Rispondi a queste domande sul testo dedicato al concerto di Ennio Morricone:
1. In quale luogo di Parma fa tappa il tour?
2. Quanti anni compirà il compositore a ottobre?
3. Da quale opera è tratto il brano d'apertura?

Testo proposto >>
□ □ □ □ □

Tutto sta già nelle promesse dell’orchestra, nel momento in cui il grande e miracoloso organismo vivente soffia le prime note:gli archi, i legni, gli ottoni, uno stupore avvolto in un alone di pellicola; Ennio Morricone celebra i suoi 60 anni di musica con un tour colossale, che fa tappa a Parma al Parco della Cittadella. Il compositore (a ottobre compirà 90 anni) è uno di quelli per cui risulta complicato trovare aggettivi: ci si limiti al termine Maestro, e tanto basti. Come Bernard Hermann o Nino Rota, teste capaci di inventare mondi, usando lo spartito, di far parlare alla musica quella lingua universale che la rende un fatto così unico, così prezioso, ancora oggi, nonostante questi tempi distratti in cui siamo assaliti dalla spazzatura( dalla trap, a certi proclami ministeriali ) e le nostre capacità di ascolto sono sempre più compromesse.

Le colonne sonore del musicista romano, veri e propri luoghi del Novecento, chiedono proprio questo: di dimenticare gli affanni, le smanie, di allargare il respiro e di ascoltare: per un’ora abbondante le ansie dell’attualità, il nostro narcisismo, tornano al niente che realmente sono, grazie ad un’arte limpida, ad un discorso melodico familiare ma molto meno ovvio di quanto si potrebbe dire ad un primo, distratto ascolto: prova ne siano le fugaci ombre di ragtime che fanno capolino nell’apertura, tratta da La leggenda del pianista sull’oceano; mentre gli archi sono un’onda che sale, sale, nel mare poi come fuochi di artificio all’orizzonte scoppiano brevi lampi di jazz, frammenti di Stravinsky fanno irruzione in un ordito tessuto in ogni punto con certosina cura, e sono trasmissioni di una radio americana in mezzo al mare aperto del suono del grande secolo.

□ □ □ □ □

Dati di puntamento delle regioni >>
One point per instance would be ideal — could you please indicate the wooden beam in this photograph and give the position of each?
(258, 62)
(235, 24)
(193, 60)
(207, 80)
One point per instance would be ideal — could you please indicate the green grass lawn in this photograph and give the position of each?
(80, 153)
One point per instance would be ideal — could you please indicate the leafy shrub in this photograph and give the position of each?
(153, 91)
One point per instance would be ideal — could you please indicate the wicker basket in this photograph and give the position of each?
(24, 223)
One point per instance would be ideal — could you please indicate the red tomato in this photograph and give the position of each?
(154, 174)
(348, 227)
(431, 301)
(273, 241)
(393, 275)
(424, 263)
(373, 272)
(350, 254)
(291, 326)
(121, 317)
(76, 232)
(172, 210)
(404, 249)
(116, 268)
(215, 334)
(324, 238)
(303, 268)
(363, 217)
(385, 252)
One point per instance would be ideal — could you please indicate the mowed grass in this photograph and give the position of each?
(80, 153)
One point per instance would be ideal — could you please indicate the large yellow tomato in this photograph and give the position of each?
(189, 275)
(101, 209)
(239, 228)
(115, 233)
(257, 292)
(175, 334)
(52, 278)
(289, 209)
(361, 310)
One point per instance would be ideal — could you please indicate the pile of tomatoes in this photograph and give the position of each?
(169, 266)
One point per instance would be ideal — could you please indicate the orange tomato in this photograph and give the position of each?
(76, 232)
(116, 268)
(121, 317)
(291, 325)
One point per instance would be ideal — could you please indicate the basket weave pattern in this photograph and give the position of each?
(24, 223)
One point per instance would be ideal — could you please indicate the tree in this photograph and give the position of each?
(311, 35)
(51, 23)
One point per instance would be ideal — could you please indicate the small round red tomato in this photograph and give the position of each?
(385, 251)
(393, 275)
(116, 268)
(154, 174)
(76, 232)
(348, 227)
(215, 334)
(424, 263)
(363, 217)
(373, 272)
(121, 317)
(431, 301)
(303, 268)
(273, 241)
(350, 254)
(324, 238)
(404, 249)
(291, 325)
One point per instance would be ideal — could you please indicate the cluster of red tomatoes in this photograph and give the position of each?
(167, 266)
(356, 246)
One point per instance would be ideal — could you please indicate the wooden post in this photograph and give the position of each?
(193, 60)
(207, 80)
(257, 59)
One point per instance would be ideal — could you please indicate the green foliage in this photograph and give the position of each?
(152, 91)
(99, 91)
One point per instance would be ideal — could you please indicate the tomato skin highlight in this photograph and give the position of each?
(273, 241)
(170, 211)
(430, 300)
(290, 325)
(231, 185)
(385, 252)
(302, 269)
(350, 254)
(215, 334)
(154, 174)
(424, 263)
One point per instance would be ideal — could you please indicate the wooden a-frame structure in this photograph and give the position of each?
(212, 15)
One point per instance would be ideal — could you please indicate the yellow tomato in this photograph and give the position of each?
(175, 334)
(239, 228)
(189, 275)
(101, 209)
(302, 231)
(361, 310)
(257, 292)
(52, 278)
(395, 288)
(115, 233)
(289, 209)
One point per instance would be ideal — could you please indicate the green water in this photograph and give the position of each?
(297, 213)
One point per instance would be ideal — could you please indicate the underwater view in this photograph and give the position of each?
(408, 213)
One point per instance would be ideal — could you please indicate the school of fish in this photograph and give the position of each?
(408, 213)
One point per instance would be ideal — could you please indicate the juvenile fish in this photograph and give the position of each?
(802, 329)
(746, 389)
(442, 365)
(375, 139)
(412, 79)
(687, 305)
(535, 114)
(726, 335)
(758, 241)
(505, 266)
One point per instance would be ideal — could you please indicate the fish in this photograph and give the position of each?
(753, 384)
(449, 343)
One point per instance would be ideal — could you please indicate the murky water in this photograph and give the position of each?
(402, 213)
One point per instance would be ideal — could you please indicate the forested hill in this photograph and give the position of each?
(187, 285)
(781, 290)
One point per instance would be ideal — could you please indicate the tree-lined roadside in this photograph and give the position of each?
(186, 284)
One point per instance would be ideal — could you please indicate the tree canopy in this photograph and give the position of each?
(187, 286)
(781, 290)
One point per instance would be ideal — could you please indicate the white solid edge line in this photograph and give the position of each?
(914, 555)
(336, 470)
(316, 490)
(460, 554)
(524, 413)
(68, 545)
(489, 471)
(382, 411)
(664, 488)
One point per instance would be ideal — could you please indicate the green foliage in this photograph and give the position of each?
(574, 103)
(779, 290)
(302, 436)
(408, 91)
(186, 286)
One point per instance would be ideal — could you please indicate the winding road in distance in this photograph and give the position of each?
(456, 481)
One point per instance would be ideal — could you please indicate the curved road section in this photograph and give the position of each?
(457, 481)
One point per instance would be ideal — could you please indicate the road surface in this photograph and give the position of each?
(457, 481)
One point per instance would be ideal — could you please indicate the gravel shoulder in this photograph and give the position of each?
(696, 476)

□ □ □ □ □

Soluzione >>
1. Al Parco della Cittadella.
2. Compirà 90 anni.
3. Da *La leggenda del pianista sull'oceano*.